Extend the passage on ties between the West and Islam, picking up right after its last sentence.

• Excerpted passage:
[Start]

In order to know the other – in our case, a Moslem (a specific person – woman, man or child), we need to let them speak themselves. We must not impose our language on them, our theories or ways of understanding history. This is extremely difficult. The famous words spoken by Prophet Muhammad in one of the hadith, ‘Seek knowledge even in China’ indicate how arduous and time-consuming is the process of gathering knowledge. This toil can, however, prove the only way of making the world we live in free of dreadful phantoms and turning it into a place where representatives of various different communities, cultures and traditions can meet, talk and hold each other in mutual respect.

Contact, communication and exchange should make it possible for us to discover existing mutualities, ties – such as those connecting (despite the protests of all kinds of essentialist critics – Orientalists, on the one hand, Occidentalists, on the other) the cultures of the West and of Islam – usually forgotten, unappreciated or ignored.

Then there were the three Spaniards who were picked up in 1581 at Derbent, on the Caspian Sea, by the little English ship freighted every two or three years by the Muscovy Company, on its way back from Astrakhan. The Spaniards were no doubt renegades, deserters from the Turkish army, who had been taken prisoner at La Goletta seven years earlier…. In 1586, the English ship Hercules brought back to Turkey twenty Turks whom Drake had liberated in the West Indies, a detail mentioned briefly in the account of the voyage of this sailing ship to the Levant…. In 1608 there was still imprisoned in the Castle of S. Julião da Barra at Lisbon, a certain Francisco Julião who had received baptism and who had been in command of the Turkish galleys off Malindi when he was captured. Then, in 1611, the Persians captured from the ranks of the Turkish army led by the Grand Vizier Murād Pasha, three Frenchmen and a German (how they got there is anyone’s guess – through Constantinople in any case)…. Is it possible to say that Spanish mysticism of the sixteenth century can be traced back to Moslem Sufism through such intermediaries as the eclectic genius of Ramón Lull? Is it true that the use of rhyme in the West owed its origin to the Moslem poets of Spain? That the chansons de geste (as is quite probable) borrowed from Islam?

[End]

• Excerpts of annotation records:

[Start]

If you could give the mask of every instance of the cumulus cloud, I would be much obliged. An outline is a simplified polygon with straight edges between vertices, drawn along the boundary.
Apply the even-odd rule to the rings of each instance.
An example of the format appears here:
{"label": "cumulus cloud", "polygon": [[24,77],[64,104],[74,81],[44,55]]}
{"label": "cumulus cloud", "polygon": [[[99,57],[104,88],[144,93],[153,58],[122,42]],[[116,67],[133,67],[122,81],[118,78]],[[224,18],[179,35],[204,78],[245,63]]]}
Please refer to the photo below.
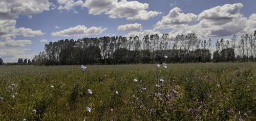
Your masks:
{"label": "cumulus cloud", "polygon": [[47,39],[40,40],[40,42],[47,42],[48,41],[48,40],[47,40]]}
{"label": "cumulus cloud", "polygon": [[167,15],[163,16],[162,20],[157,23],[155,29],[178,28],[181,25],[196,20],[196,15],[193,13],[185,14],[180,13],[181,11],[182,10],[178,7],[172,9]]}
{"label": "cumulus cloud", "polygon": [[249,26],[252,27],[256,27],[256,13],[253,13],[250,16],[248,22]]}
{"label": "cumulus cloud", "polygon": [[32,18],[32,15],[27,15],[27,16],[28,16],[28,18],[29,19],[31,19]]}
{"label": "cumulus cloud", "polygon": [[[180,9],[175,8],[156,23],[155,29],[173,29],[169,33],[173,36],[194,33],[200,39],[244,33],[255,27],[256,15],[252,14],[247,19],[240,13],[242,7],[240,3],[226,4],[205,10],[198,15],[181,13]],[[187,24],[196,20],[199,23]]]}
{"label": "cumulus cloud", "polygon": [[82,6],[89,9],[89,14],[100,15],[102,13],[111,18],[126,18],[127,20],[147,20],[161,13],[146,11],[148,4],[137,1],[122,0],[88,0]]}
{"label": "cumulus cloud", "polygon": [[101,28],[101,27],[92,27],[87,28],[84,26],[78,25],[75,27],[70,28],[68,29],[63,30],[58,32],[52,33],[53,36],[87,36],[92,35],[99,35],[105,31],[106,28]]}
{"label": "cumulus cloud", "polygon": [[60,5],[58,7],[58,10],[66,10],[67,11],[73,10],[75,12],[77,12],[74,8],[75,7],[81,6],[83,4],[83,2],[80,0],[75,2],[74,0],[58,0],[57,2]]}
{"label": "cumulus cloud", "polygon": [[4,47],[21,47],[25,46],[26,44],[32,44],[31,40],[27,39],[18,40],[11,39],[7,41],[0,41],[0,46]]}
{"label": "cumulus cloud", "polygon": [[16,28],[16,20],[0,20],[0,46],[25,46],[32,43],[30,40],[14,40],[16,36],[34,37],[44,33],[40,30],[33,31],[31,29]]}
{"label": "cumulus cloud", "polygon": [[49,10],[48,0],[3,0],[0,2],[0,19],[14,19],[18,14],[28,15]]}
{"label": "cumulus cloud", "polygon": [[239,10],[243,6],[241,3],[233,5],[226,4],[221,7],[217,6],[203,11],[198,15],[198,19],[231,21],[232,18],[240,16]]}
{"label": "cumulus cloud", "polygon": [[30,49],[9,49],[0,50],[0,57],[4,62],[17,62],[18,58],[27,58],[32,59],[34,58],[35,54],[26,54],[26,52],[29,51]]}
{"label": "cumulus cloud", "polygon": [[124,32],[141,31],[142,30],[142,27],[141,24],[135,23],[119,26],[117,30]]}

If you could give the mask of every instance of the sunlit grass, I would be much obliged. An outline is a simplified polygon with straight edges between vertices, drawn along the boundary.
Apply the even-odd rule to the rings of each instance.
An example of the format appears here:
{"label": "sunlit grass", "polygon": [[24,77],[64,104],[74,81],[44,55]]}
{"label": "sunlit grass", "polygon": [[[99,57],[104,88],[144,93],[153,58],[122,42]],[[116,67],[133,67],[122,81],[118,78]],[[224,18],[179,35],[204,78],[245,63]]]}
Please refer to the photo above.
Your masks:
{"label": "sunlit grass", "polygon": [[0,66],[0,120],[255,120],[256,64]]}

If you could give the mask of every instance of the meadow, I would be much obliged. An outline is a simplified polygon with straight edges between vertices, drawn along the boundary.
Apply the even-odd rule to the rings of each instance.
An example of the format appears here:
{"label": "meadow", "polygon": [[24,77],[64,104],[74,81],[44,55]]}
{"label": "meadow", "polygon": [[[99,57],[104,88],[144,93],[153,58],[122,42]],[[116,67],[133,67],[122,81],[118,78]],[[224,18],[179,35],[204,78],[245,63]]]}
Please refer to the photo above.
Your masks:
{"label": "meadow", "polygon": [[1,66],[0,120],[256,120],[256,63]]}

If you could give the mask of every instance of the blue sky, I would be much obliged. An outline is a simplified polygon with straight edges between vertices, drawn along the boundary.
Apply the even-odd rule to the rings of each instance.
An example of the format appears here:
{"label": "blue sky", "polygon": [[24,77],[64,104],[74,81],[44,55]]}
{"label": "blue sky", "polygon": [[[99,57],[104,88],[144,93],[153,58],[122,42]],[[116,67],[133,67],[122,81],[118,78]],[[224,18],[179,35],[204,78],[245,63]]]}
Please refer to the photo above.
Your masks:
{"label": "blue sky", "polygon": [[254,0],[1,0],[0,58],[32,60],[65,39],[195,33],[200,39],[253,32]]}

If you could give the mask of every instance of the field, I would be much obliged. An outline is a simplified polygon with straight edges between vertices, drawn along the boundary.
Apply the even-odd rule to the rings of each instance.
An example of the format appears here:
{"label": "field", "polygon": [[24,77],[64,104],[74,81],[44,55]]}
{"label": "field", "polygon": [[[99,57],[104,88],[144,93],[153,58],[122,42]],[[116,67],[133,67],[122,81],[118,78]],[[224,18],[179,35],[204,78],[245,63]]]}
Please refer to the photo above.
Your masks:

[End]

• Task response:
That is how Fernard Braudel, one of the greatest historians of the 20th century, wrote in his important study on the civilisation(s) of the Mediterranean (which include both the West and Islam, of course, but also Judaism). Yet he wasn’t trying to prove an identicalness, uniformity of the Mediterranean cultures (a supposed result of a neverending exchange of people and goods) or insisting on finding ties and connections between them. He warns,

We should be equally wary of those who are too positive in their identification of cultural phenomena … as of those who by reaction deny all borrowings between civilisation and civilisation …

Glossing over differences – historical, social, economic, political or value-related – between Europe and the Moslem world would be unjustified, unfair and simply untrue.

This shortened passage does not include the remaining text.